>>

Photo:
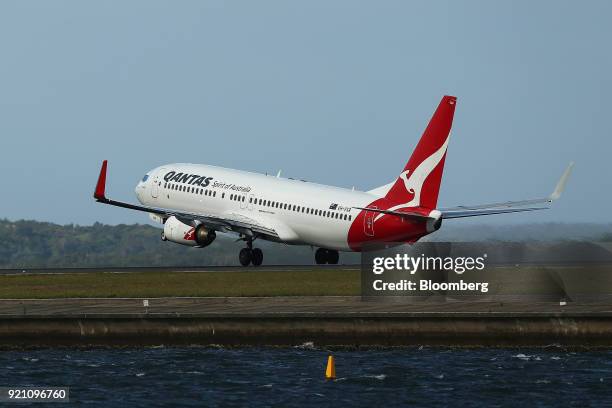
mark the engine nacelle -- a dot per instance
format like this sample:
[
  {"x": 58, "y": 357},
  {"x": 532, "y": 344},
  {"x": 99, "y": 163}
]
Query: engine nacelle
[
  {"x": 184, "y": 234},
  {"x": 434, "y": 222}
]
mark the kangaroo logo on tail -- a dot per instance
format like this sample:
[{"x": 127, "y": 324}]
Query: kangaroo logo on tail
[{"x": 419, "y": 183}]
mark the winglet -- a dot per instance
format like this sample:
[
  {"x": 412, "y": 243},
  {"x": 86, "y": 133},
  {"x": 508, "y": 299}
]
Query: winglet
[
  {"x": 561, "y": 183},
  {"x": 101, "y": 186}
]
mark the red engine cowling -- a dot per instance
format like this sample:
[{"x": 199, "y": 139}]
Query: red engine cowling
[{"x": 184, "y": 234}]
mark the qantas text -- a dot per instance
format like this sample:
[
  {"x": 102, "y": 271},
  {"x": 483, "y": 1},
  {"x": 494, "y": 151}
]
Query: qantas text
[{"x": 192, "y": 179}]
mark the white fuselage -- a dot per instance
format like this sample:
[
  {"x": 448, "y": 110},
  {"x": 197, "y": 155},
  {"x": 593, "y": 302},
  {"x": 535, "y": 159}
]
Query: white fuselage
[{"x": 300, "y": 212}]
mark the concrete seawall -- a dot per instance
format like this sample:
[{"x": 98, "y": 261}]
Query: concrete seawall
[{"x": 293, "y": 321}]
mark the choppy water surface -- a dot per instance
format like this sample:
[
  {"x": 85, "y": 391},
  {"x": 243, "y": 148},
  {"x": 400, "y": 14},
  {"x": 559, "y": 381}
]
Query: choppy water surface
[{"x": 288, "y": 377}]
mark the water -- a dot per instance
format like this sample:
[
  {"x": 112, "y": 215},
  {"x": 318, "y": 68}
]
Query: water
[{"x": 293, "y": 377}]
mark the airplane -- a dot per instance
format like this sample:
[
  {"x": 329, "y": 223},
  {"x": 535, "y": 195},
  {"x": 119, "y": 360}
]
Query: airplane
[{"x": 194, "y": 202}]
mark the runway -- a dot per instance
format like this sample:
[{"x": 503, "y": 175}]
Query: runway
[
  {"x": 175, "y": 269},
  {"x": 293, "y": 321},
  {"x": 291, "y": 306}
]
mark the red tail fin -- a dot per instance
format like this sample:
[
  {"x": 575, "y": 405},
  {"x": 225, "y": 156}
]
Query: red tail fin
[
  {"x": 101, "y": 185},
  {"x": 418, "y": 185}
]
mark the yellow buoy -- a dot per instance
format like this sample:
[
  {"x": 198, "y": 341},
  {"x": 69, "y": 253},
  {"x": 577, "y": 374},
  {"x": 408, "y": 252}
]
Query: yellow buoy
[{"x": 330, "y": 371}]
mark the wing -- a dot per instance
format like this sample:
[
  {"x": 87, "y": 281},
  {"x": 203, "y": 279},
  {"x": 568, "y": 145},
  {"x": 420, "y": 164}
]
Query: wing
[
  {"x": 230, "y": 223},
  {"x": 509, "y": 206}
]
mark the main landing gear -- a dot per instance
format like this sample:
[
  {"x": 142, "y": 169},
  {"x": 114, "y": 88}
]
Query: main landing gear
[
  {"x": 326, "y": 256},
  {"x": 250, "y": 255}
]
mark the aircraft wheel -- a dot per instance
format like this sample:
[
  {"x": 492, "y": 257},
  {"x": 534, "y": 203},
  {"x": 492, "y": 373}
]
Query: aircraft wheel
[
  {"x": 257, "y": 257},
  {"x": 332, "y": 257},
  {"x": 245, "y": 256},
  {"x": 321, "y": 256}
]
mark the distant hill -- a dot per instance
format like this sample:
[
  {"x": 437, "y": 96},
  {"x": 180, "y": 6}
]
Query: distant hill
[{"x": 33, "y": 244}]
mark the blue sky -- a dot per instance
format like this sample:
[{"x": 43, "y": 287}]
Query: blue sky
[{"x": 336, "y": 92}]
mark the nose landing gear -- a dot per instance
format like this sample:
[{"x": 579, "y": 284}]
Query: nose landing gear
[
  {"x": 326, "y": 256},
  {"x": 250, "y": 255}
]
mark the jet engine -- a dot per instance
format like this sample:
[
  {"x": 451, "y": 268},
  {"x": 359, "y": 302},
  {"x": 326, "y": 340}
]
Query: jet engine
[
  {"x": 434, "y": 222},
  {"x": 184, "y": 234}
]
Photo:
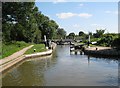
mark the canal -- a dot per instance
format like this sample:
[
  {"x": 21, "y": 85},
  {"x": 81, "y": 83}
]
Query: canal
[{"x": 63, "y": 69}]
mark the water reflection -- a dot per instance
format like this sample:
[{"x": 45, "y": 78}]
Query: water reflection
[{"x": 63, "y": 69}]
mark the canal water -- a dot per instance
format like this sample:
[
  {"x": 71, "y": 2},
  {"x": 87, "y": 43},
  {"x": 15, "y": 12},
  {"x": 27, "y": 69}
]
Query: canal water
[{"x": 64, "y": 69}]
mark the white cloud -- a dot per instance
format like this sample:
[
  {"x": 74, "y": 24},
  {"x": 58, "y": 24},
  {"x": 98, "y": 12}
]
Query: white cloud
[
  {"x": 58, "y": 1},
  {"x": 98, "y": 26},
  {"x": 85, "y": 15},
  {"x": 69, "y": 15},
  {"x": 81, "y": 5},
  {"x": 111, "y": 12},
  {"x": 76, "y": 25},
  {"x": 65, "y": 15}
]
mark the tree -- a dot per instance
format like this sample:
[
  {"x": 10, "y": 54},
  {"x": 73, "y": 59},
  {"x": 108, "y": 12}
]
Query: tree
[
  {"x": 98, "y": 33},
  {"x": 71, "y": 35},
  {"x": 61, "y": 33},
  {"x": 81, "y": 33}
]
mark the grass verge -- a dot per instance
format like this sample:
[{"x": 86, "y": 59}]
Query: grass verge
[
  {"x": 9, "y": 49},
  {"x": 37, "y": 47}
]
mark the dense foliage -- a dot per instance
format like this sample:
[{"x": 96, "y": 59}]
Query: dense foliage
[{"x": 23, "y": 22}]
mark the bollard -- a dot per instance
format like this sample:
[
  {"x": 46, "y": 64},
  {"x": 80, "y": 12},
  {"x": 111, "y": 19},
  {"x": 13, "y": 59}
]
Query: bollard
[
  {"x": 75, "y": 53},
  {"x": 34, "y": 50},
  {"x": 80, "y": 52}
]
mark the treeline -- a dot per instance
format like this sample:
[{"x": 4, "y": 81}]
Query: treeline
[
  {"x": 102, "y": 38},
  {"x": 21, "y": 21}
]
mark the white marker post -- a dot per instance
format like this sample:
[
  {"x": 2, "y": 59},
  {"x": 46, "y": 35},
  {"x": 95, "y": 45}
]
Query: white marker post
[
  {"x": 45, "y": 42},
  {"x": 89, "y": 41}
]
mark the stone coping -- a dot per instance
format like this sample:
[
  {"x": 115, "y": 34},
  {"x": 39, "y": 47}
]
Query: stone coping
[{"x": 8, "y": 63}]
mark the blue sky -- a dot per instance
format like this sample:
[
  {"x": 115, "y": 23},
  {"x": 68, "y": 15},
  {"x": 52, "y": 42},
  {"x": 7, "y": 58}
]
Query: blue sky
[{"x": 82, "y": 16}]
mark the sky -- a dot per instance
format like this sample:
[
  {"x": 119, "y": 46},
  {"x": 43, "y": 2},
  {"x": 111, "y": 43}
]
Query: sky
[{"x": 82, "y": 16}]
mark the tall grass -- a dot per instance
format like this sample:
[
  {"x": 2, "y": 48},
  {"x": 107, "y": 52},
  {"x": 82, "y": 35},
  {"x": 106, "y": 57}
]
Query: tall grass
[{"x": 10, "y": 48}]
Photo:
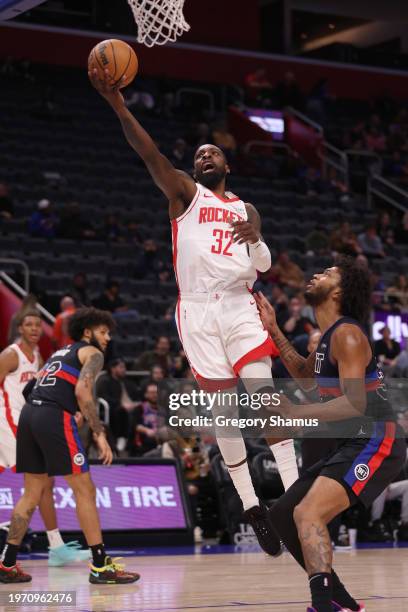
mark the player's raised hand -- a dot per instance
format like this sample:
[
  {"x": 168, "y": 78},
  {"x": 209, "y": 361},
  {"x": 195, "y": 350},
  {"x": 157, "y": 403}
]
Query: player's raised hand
[
  {"x": 244, "y": 231},
  {"x": 107, "y": 87},
  {"x": 105, "y": 451},
  {"x": 266, "y": 311}
]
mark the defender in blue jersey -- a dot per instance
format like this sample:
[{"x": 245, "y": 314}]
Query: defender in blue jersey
[
  {"x": 48, "y": 443},
  {"x": 371, "y": 447}
]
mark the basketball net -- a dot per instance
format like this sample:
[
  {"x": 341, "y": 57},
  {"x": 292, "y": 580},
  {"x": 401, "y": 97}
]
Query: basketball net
[{"x": 158, "y": 21}]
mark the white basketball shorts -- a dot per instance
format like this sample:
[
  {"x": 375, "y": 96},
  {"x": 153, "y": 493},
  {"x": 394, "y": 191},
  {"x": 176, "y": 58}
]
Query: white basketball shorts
[{"x": 220, "y": 333}]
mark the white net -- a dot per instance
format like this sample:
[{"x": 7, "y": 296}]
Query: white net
[{"x": 158, "y": 21}]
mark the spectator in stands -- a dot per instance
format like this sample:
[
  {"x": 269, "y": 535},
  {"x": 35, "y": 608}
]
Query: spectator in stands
[
  {"x": 112, "y": 229},
  {"x": 387, "y": 350},
  {"x": 180, "y": 366},
  {"x": 311, "y": 184},
  {"x": 401, "y": 232},
  {"x": 160, "y": 355},
  {"x": 292, "y": 322},
  {"x": 375, "y": 139},
  {"x": 288, "y": 93},
  {"x": 73, "y": 225},
  {"x": 397, "y": 295},
  {"x": 111, "y": 300},
  {"x": 258, "y": 87},
  {"x": 344, "y": 241},
  {"x": 120, "y": 394},
  {"x": 201, "y": 135},
  {"x": 60, "y": 336},
  {"x": 385, "y": 230},
  {"x": 180, "y": 155},
  {"x": 317, "y": 242},
  {"x": 6, "y": 203},
  {"x": 29, "y": 302},
  {"x": 370, "y": 243},
  {"x": 43, "y": 222},
  {"x": 223, "y": 139},
  {"x": 288, "y": 273},
  {"x": 144, "y": 424},
  {"x": 378, "y": 288},
  {"x": 79, "y": 290},
  {"x": 92, "y": 450},
  {"x": 148, "y": 264},
  {"x": 132, "y": 233}
]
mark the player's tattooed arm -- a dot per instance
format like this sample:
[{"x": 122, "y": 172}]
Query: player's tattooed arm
[
  {"x": 84, "y": 389},
  {"x": 8, "y": 362},
  {"x": 300, "y": 368}
]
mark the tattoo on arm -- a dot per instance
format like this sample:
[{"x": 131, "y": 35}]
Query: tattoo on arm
[
  {"x": 88, "y": 375},
  {"x": 91, "y": 369},
  {"x": 88, "y": 409},
  {"x": 19, "y": 525},
  {"x": 298, "y": 366}
]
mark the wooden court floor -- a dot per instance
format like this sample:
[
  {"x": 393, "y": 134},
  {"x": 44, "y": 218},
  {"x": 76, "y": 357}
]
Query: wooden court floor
[{"x": 246, "y": 581}]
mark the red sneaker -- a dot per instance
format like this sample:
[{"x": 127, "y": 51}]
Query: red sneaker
[{"x": 13, "y": 574}]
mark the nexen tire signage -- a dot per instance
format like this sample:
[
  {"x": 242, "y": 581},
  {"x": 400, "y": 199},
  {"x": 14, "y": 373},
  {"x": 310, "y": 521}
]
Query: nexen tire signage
[{"x": 127, "y": 497}]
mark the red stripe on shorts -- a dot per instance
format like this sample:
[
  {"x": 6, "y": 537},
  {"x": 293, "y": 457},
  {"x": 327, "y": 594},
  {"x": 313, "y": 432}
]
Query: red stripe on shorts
[
  {"x": 9, "y": 416},
  {"x": 376, "y": 460},
  {"x": 71, "y": 443},
  {"x": 266, "y": 349}
]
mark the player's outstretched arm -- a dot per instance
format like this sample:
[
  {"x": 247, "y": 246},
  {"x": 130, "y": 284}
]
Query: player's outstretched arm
[
  {"x": 92, "y": 360},
  {"x": 300, "y": 368},
  {"x": 249, "y": 232},
  {"x": 8, "y": 362},
  {"x": 175, "y": 184}
]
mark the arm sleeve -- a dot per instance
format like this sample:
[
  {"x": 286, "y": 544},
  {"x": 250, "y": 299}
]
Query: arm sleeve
[{"x": 260, "y": 256}]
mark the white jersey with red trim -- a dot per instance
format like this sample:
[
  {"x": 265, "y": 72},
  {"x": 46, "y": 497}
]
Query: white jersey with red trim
[
  {"x": 206, "y": 260},
  {"x": 11, "y": 395}
]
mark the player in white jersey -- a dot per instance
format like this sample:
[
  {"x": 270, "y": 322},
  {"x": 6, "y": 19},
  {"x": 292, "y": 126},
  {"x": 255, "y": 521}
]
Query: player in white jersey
[
  {"x": 19, "y": 363},
  {"x": 217, "y": 250}
]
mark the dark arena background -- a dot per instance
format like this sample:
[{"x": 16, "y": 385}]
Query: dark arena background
[{"x": 308, "y": 100}]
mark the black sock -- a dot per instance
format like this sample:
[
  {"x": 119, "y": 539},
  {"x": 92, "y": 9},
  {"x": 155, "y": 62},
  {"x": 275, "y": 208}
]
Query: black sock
[
  {"x": 321, "y": 590},
  {"x": 9, "y": 554},
  {"x": 98, "y": 555},
  {"x": 341, "y": 595}
]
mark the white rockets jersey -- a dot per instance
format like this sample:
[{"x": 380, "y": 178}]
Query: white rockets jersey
[
  {"x": 11, "y": 390},
  {"x": 205, "y": 258}
]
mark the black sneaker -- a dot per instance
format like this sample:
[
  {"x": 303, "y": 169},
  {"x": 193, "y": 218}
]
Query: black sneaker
[
  {"x": 111, "y": 573},
  {"x": 260, "y": 522}
]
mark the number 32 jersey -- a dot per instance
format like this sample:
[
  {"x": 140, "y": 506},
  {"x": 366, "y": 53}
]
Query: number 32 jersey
[
  {"x": 57, "y": 379},
  {"x": 205, "y": 258}
]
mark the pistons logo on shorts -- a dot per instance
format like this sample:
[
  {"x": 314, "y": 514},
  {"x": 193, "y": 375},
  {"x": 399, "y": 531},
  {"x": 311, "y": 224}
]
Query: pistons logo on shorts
[
  {"x": 79, "y": 459},
  {"x": 361, "y": 471}
]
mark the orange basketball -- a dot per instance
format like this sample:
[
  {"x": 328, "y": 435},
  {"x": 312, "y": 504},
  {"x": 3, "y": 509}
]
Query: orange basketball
[{"x": 117, "y": 57}]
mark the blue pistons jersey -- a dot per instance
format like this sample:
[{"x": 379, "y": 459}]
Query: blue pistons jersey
[
  {"x": 328, "y": 381},
  {"x": 57, "y": 379}
]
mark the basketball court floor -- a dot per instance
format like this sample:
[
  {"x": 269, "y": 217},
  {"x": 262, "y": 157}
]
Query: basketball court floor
[{"x": 212, "y": 580}]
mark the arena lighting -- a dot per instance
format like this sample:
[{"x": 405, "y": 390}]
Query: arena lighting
[{"x": 270, "y": 121}]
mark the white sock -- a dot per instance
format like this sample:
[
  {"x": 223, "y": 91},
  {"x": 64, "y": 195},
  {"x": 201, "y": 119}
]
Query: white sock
[
  {"x": 285, "y": 457},
  {"x": 54, "y": 538},
  {"x": 233, "y": 452}
]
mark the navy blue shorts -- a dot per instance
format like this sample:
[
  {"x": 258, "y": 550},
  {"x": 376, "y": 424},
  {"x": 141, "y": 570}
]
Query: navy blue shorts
[
  {"x": 366, "y": 466},
  {"x": 48, "y": 442}
]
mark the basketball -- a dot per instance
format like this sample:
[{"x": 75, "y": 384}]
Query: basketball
[{"x": 117, "y": 57}]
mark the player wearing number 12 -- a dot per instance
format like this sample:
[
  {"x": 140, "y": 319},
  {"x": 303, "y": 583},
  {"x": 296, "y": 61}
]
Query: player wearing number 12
[
  {"x": 217, "y": 251},
  {"x": 48, "y": 443}
]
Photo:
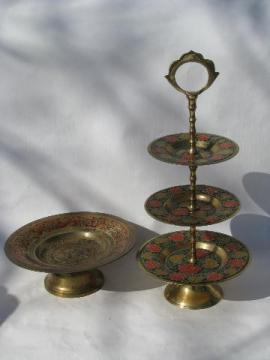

<<

### STATED PROBLEM
Turn part of the material above into a numbered list: begin at the line that has "mark the navy" and stop after the last line of the material. Drop any blank lines, and leave the pictures out of your answer.

### COMPLETED EXERCISE
1. mark the navy blue shorts -- a dot per instance
2. format like this sample:
3. [
4.   {"x": 258, "y": 550},
5.   {"x": 376, "y": 424},
6.   {"x": 141, "y": 570}
7. ]
8. Query: navy blue shorts
9. [
10.   {"x": 366, "y": 466},
11.   {"x": 48, "y": 442}
12. ]
13. mark the basketball -- a dot per instance
14. format like this sample:
15. [{"x": 75, "y": 384}]
16. Query: basketball
17. [{"x": 117, "y": 57}]
18. mark the player wearing number 12 -- a dot per instance
19. format like this sample:
20. [
21.   {"x": 140, "y": 319},
22.   {"x": 303, "y": 583},
23.   {"x": 296, "y": 61}
24. ]
25. Query: player wearing number 12
26. [
27.   {"x": 217, "y": 251},
28.   {"x": 48, "y": 443}
29. ]
30. Photo:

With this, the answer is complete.